■ STATED EXERCISE ■
Update the material below from the line containing "Where can the green" through the end, inclusive: replace "green foliage" with "leafy vegetation" and leave everything else unchanged. Give only those lines.

== MATERIAL SHOWN

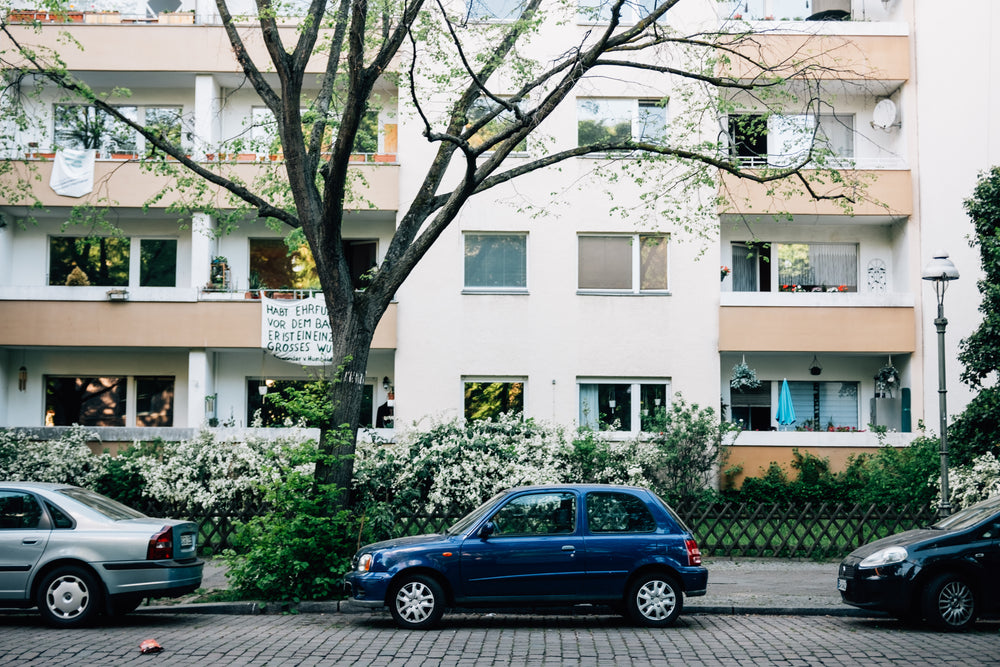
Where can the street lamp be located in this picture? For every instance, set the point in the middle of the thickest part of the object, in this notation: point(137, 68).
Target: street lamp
point(941, 271)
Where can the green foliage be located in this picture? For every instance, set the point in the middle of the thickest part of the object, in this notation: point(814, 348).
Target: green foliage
point(300, 548)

====

■ PROBLEM SOLUTION ■
Where can the leafy vegetation be located in this picture? For every instance, set the point in the middle of the thickest part of the object, in this notation: point(814, 348).
Target: leafy vegetation
point(300, 548)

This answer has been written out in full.